◆ **TASK INSTRUCTIONS**: Lines below that include the word "upper" should each be copied.

◆ **RECORDS TO USE**:
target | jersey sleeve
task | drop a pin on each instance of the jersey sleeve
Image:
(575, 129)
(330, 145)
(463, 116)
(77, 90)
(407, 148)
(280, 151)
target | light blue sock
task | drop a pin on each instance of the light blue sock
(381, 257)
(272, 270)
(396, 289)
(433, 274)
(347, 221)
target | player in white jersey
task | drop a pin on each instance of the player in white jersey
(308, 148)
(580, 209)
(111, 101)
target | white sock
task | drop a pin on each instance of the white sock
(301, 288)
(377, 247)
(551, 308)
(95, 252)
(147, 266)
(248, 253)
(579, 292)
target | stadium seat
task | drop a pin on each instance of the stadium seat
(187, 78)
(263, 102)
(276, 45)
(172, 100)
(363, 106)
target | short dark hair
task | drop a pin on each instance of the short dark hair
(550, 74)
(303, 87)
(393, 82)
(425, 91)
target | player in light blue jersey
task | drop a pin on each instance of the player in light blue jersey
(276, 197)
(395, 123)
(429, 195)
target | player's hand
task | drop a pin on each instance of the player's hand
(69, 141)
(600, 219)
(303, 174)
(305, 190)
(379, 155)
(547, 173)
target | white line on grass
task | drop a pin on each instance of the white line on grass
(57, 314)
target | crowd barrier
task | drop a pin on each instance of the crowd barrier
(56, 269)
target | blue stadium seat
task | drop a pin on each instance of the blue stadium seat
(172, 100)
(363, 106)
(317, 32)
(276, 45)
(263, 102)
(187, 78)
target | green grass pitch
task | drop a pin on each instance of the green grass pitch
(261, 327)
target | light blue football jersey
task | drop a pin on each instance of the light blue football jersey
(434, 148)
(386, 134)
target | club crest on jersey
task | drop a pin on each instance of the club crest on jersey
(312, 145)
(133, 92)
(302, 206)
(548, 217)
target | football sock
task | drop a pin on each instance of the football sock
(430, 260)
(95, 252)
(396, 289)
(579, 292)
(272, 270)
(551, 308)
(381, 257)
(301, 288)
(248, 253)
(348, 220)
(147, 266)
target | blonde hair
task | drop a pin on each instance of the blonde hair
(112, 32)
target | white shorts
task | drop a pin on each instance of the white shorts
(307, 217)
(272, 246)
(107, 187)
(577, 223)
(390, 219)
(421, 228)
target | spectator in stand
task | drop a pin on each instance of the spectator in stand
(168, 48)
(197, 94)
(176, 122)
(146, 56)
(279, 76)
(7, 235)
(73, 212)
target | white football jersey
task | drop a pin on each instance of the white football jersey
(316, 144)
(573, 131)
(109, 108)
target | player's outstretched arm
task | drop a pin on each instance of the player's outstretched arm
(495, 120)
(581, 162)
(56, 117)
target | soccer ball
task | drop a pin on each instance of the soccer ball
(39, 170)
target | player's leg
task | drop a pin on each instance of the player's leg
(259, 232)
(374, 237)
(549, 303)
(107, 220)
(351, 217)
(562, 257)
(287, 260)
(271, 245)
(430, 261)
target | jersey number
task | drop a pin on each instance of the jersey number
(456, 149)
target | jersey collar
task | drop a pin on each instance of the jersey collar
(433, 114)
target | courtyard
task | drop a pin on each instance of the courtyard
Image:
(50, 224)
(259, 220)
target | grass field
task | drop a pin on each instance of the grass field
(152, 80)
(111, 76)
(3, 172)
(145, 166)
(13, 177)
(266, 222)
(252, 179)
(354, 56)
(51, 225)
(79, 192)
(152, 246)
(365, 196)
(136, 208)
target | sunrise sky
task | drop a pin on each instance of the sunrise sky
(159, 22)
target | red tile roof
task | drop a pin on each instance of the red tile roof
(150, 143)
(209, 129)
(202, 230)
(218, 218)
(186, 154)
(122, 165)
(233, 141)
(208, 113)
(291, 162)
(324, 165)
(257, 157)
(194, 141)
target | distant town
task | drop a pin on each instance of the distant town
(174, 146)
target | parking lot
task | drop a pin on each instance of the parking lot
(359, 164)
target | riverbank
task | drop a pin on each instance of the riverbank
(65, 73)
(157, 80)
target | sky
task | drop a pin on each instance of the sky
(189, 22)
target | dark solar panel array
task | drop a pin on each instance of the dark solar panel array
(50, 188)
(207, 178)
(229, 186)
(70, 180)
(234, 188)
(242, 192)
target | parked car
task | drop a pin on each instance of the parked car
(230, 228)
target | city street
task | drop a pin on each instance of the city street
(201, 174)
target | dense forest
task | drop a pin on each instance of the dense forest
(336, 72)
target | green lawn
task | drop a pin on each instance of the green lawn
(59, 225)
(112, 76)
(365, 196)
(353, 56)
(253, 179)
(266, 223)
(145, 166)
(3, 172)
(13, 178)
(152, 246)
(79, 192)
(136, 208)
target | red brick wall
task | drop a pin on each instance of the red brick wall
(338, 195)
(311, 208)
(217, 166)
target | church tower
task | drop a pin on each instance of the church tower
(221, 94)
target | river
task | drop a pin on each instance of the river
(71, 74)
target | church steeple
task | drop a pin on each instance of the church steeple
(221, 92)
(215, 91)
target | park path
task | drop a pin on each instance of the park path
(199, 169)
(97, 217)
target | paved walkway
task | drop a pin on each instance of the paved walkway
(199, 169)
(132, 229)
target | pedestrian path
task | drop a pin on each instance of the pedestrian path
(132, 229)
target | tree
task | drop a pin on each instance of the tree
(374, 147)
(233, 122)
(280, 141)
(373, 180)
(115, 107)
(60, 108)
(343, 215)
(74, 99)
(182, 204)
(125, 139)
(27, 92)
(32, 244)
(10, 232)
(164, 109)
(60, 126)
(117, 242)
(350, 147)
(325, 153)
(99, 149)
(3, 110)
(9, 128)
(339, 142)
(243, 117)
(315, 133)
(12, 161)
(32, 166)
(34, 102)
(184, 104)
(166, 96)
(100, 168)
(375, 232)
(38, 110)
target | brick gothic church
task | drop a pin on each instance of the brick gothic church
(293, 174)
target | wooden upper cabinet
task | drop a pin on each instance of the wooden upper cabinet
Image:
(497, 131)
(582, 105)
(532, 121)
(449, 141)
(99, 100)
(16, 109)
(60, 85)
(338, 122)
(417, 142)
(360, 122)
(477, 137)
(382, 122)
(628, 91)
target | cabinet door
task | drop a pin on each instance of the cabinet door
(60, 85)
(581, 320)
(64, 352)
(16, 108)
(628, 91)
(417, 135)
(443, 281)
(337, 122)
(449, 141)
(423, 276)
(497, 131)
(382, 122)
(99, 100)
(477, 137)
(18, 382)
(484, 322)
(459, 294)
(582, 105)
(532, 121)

◆ **TASK SOLUTION**:
target | wooden upper cabinet
task | drop a pin on each instance of the wooden upper cabinet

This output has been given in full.